start Passage provided

Thanks for catching this! I read "symbolic integer constant" and
skipped, but did not realized that
this actually means a symbol or label reference with a constant offset.
I agree that "s" should be preferred.
I have jotted down some notes at
https://maskray.me/blog/2024-01-30-raw-symbol-names-in-inline-assembly

The condition !flag_pic || LEGITIMATE_PIC_OPERAND_P (op) highlights a
key distinction in GCC's handling of symbol references:

Non-PIC code (-fno-pic): The "i" and "s" constraints are freely permitted.
PIC code (-fpie and -fpic): The architecture-specific
LEGITIMATE_PIC_OPERAND_P(X) macro dictates whether these constraints
are allowed.

While the default implementation (gcc/defaults.h) is permissive (used
by MIPS, PowerPC, and RISC-V), many ports impose stricter
restrictions, often disallowing preemptible symbols under PIC.

This differentiation probably stems from historical and architectural
considerations:

Non-PIC code: Absolute addresses could be directly embedded in
instructions like an immediate integer operand.
PIC code with dynamic linking: The need for GOT indirection often
requires an addressing mode different from absolute addressing and
more than one instructions.

end Passage provided
start Given information

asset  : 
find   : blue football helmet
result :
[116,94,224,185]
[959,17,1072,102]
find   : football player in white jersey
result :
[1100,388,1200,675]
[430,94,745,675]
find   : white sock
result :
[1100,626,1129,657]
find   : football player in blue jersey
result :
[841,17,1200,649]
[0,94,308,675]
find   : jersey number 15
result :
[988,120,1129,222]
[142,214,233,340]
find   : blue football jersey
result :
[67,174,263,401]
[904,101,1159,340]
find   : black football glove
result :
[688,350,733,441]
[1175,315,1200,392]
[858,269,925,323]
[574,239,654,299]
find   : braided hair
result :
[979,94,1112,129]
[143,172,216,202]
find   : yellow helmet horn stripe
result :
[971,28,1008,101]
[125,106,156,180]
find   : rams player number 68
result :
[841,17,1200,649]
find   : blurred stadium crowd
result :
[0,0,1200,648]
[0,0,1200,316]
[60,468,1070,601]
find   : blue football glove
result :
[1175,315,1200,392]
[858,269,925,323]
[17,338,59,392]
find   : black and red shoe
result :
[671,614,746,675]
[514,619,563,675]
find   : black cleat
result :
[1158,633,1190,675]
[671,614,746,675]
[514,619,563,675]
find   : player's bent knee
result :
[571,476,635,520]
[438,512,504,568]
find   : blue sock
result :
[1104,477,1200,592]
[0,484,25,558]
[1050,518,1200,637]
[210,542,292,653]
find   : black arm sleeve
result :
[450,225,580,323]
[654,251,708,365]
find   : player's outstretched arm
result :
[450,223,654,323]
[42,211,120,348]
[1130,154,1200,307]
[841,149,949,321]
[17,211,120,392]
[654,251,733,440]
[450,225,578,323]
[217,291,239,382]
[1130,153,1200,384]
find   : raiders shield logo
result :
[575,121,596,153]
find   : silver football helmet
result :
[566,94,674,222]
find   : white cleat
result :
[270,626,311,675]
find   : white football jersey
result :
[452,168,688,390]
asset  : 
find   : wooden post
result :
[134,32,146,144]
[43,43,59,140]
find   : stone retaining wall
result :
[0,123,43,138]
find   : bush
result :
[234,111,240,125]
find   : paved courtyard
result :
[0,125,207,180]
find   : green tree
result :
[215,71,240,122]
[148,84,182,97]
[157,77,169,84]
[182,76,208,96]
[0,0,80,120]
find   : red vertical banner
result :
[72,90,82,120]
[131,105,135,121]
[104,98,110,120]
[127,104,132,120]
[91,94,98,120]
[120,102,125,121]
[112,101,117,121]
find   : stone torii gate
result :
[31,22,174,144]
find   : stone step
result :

end Given information

- Set task:
According to the post about GCC's "i" and "s" constraints, why does GCC probably handle symbol references differently in non-PIC and PIC code? Answer in one to three sentences. The entries aren't needed for this.

- Result below:
In non-PIC code, absolute addresses could be embedded directly in instructions, like an immediate integer operand. In PIC code with dynamic linking, GOT indirection often requires an addressing mode other than absolute addressing and more than one instruction.